(EXERCISES TO COMPLETE):
1. Decide whether each statement below agrees with the post about dating and family dysfunction. Answer yes or no for each, and quote the words of the post that settle it. (a) The writer's deal-breaker in dating is religion. (b) The writer's father said to put on a jacket because the father was cold. (c) The writer brought up the jacket story at Ask A Manager.
2. Continue the post about dating and family dysfunction, starting after its last sentence.

*** SELECTED PASSAGE ***

I have more to say about family dysfunction, dating, points of view, and other things related. In the last post, I was saying what was my deal-breaker in dating someone. It’s not race, religion, or gender (to a certain extent). It’s political affiliation, specifically being a Republican. That can expand more widely into cishet white dudes because there are so many layers of privilege going on that it tires me just to think of it.
I want to say up front. This is not saying that all cishet white dudes, some of my best friends are cishet white dudes, blah blah blah. But. I just don’t have the heart for it any longer. Trying to relate to them, I mean. I think everyone should be treated with decency and respect, yes. That doesn’t mean I need to give everyone a chance in the dating world.
Side note: This is something I firmly believe–you don’t have to date anyone you don’t want to date. I don’t think it’s cool if someone is prejudiced against, say, black people, I think it’s perfectly legit not to date them. More to the point, it’s a service to black people to not date them if you aren’t attracted to them because who wants someone dating them out of pity/guilt? I had white women who felt they should date me to show how progressive they were, and believe it or not, I was not turned on by that. At all.
Here’s my point. Everyone looks at things from their own point of view. The trick is to realize that other people don’t necessarily think the way you do. And, if you want to be advanced, you could try to imagine where the other person was coming from.
This is the problem in describing abuse. There is just no way to give the complete context other people need in order to understand what has happened. Each individual instance may not be a big deal in and of itself, but oftentimes, it’s the death of a thousand paper cuts.
As I mentioned in yesterday’s post, I often give the example of my father telling me to put on a jacket because he’s cold when I was a kid. To me, it’s a snapshot of my father’s narcissism, but many people overlook the structure of the sentence and assume I had said/typed, “My father would tell me to put on a coat when it was cold.” It’s not the fact that he told me to put on a coat when it was cold outside–it’s the fact that he told me to put a coat on because he was cold. Not because I was cold, oh no. That did not matter one whit. It did not occur to him that maybe I did not feel the way he did.
Believe me, I know how that sounds. In isolation, one could shrug one’s shoulders and say that it wasn’t a big thing. Except he said it every time. And never remembered that I didn’t get cold. And just expected me to do as I was told.Some would probably say that he wsa doing his fatherly duty. And it would not be worth my time or energy to try to explain it further.
Here’s the thing. I’m always keenly aware that my family is fucked up and that a lot of other people don’t have that experience. There are people who, upon hearing my story, will immediately pick up what I’m putting down. The reason I mentioned it at Ask A Manager was because people were sharing stories about their narcissistic parents who would do the same thing or something similar.

*** RECORDS PROVIDED ***

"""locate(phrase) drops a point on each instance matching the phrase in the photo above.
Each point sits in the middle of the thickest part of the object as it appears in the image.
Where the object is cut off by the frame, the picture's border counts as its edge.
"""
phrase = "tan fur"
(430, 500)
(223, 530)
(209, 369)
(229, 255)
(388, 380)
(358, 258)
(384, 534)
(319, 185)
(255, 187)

***

(TASK-BY-TASK ANSWERS):
1.
(a) No: "It’s not race, religion, or gender (to a certain extent). It’s political affiliation, specifically being a Republican."
(b) Yes: "it’s the fact that he told me to put a coat on because he was cold."
(c) Yes: "The reason I mentioned it at Ask A Manager was because people were sharing stories about their narcissistic parents who would do the same thing or something similar."

2.
Any time I dip into narcissistic parents on Reddit (which isn’t often), it’s depressing how similar the stories are. It’s also not something Iwant to bond over. When I was in college, I had an eating disorder (sometimes two). I had a junior counselor who had also struggled with an eating disorder. She was Indian so we had that in common, too, (being Asian women (in my case, female-presenting)). We talked often about what we did to not eat, to hide the fact that we were binging/puring, etc. On the one hand, it was comforting to have someone I could commiserate with. On the other, we kind of egged each other on. It become more like telling war stories than anything else.
It’s the same with any kind of trauma. It’s helpful to talk about it if you move through it. If you’re just rehashing what happened, though, at some point, it becomes worse for your brain. I’m not sure why this is, but that’s the way it goes.
Back to family dysfunction.
I really don’t know what to do now that my father’s dementia is getting worse. In Taiwan, it’s considered a moral failing to have dementia (at least according to my mother) rathen than a medical condition. My mother feels she needs to hide it from people, wihch means she’s isolated. The one time she tried to tell a friend from church, that friend ran and told my father. He, in turn, blew up at my mother.
I don’t know how much of tha story is true. I know my mother believes it happened the way she told me the story, but I also know that she sees things the way she wants to see them. She also can’t tell a lie–or so she claims. It’s more that she won’t. Or at least the distinction is immaterial.
I keep thinking about my tragedy (not the medical crisis. What happened to me in February of this year). I knew she would tell my father the minute I told her, and I could not handle his reaction on top of my own emotions. If I had told my mother even a month after it happened and had to deal with her reaction (and my father’s), I would have completed fallen apart.
I say this because I’m trying to emphasize that I know they won’t change. I know who they are and what will happen. Since I know they won’t change, I have to do what I need to do in order to protect myself. When K admitted that she thought I had overreacted in the first place, I couldn’t even be mad. I know how it sounds from the outside–even to a close friend.
I’ts why I keep this shit to myself or only share with people who also have similar experiences. I’ve learned that lesson the hardway.